_THE RECORDS_:
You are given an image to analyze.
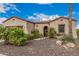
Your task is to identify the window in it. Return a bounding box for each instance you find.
[58,24,65,33]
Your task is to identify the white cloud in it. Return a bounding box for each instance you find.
[0,3,20,13]
[72,11,76,15]
[76,24,79,29]
[27,13,60,22]
[0,17,7,24]
[49,14,60,20]
[37,3,52,5]
[28,16,36,20]
[37,3,54,7]
[0,4,7,13]
[7,3,21,12]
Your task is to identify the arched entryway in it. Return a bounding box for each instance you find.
[43,26,48,37]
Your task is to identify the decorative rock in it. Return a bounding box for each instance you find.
[34,37,45,40]
[62,45,68,50]
[56,40,62,46]
[0,40,4,42]
[66,42,76,48]
[34,38,41,40]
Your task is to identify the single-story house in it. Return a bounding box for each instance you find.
[3,16,77,39]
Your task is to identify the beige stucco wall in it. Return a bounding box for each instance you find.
[3,17,28,34]
[50,18,77,39]
[35,18,69,35]
[35,18,77,39]
[50,18,69,35]
[35,23,49,35]
[72,21,77,39]
[26,22,35,34]
[3,17,77,39]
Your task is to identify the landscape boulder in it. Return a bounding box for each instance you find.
[56,40,62,46]
[66,42,76,48]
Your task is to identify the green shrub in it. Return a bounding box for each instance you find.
[0,26,10,44]
[57,33,63,36]
[26,34,33,40]
[14,37,26,46]
[7,27,27,46]
[76,29,79,36]
[48,28,56,38]
[0,26,27,46]
[62,35,75,44]
[31,29,42,39]
[0,25,6,39]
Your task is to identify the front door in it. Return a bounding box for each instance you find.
[43,26,48,37]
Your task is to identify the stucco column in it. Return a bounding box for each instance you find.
[72,21,77,39]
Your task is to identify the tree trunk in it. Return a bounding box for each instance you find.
[69,3,72,36]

_TRY IT_:
Take every line from the one containing "Your task is to identify the front" to the end of the listing and output it exactly, with nothing else.

_RESPONSE_:
Your task is to identify the front door in it. Return a bounding box for each instance you find.
[43,26,48,37]
Your task is to identify the stucco column in it. Return a bounding box for each instance you find.
[72,21,77,39]
Your task is to identify the tree trunk in it. Return a bounding box for each instance you find.
[69,3,72,36]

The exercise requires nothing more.